_About this exercise_
These records need to be repeated exactly, every one of them.

_Input material_
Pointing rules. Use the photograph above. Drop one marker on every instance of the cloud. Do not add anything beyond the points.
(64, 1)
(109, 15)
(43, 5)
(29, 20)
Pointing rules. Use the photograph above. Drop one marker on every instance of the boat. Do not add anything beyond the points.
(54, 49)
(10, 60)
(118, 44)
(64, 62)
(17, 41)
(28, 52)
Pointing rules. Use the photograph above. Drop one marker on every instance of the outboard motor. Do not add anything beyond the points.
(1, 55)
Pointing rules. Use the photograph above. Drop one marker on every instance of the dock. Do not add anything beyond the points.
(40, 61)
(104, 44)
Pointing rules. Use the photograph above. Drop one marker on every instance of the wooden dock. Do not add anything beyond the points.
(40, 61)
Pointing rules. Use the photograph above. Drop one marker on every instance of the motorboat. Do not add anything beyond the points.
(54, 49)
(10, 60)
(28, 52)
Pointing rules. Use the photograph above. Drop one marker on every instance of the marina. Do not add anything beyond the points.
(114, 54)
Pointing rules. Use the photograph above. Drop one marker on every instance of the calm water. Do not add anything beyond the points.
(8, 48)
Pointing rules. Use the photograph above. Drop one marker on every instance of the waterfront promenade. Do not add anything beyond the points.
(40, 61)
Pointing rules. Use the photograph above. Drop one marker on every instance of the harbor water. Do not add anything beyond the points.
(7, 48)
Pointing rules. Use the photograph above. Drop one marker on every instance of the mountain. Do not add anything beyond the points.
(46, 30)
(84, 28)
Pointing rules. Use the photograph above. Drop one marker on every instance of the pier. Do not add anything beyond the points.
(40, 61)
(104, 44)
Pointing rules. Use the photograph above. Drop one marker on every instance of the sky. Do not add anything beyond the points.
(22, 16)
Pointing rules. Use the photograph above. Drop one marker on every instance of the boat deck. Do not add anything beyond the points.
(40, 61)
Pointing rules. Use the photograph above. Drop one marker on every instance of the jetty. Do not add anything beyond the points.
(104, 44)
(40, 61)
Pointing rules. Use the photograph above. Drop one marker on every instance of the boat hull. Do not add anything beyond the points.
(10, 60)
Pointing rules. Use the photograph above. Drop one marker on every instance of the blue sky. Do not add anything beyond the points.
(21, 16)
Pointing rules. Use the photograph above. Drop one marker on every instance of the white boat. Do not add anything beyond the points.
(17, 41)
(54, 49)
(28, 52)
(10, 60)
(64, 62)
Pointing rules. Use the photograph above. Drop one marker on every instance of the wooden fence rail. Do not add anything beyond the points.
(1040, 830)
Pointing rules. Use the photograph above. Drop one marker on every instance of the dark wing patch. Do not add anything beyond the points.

_Result below_
Pointing rules. Use the photograph above. Drop one marker on every instance of the cloud. Do not add anything beyond the points.
(64, 1)
(109, 15)
(43, 5)
(29, 20)
Pointing rules. Use the photograph above. Drop one marker on every instance of the boat. Do not add anything beyond the points.
(54, 49)
(10, 60)
(118, 44)
(64, 62)
(17, 41)
(28, 52)
Pointing rules. Use the photograph above. Drop one marker on every instance of the outboard motor. Do not add anything beyond the points.
(1, 55)
Pointing rules. Use the photograph above. Drop one marker on every instance of the dock. Do not add anything beyond the points.
(40, 61)
(104, 44)
Pointing rules. Use the photograph above. Drop one marker on every instance of the wooden dock. Do not add anything beyond the points.
(40, 61)
Pointing rules. Use the photograph above. Drop one marker on every instance of the motorboat. Do not add anything beyond the points.
(54, 49)
(10, 60)
(28, 52)
Pointing rules. Use the photograph above. Drop one marker on every instance of the marina. Do not add anything beyond the points.
(114, 54)
Pointing rules. Use the photograph above. Drop one marker on every instance of the calm water. Do not add anything beyond the points.
(8, 48)
Pointing rules. Use the photograph above. Drop one marker on every instance of the waterfront promenade. Do not add anything beyond the points.
(40, 61)
Pointing rules. Use the photograph above. Drop one marker on every instance of the harbor water. Do not add anything beyond the points.
(7, 48)
Pointing rules. Use the photograph above. Drop one marker on every instance of the mountain. Do not add anything beyond the points.
(46, 30)
(84, 28)
Pointing rules. Use the photograph above. Drop one marker on every instance of the pier. Do not add anything beyond the points.
(40, 61)
(104, 44)
Pointing rules. Use the photograph above. Drop one marker on every instance of the sky. Do not add anything beyond the points.
(22, 16)
Pointing rules. Use the photograph above. Drop one marker on every instance of the boat deck. Do not add anything beyond the points.
(40, 61)
Pointing rules. Use the photograph above. Drop one marker on every instance of the jetty. Do not add anything beyond the points.
(104, 44)
(40, 61)
Pointing rules. Use the photograph above. Drop one marker on every instance of the boat hull. Do not add anything beyond the points.
(10, 60)
Pointing rules. Use the photograph above. Drop one marker on every instance of the blue sky. Do not add anything beyond the points.
(21, 16)
Pointing rules. Use the photograph above. Drop one marker on every instance of the white boat. Do not add anything beyond the points.
(17, 41)
(54, 49)
(28, 52)
(10, 60)
(64, 62)
Pointing rules. Use the photograph above. Drop one marker on every instance of the wooden fence rail. Do not add anything beyond the points.
(1040, 830)
Pointing rules. Use the photograph above. Drop one marker on every instance of the dark wing patch. Do not add anything beyond the points.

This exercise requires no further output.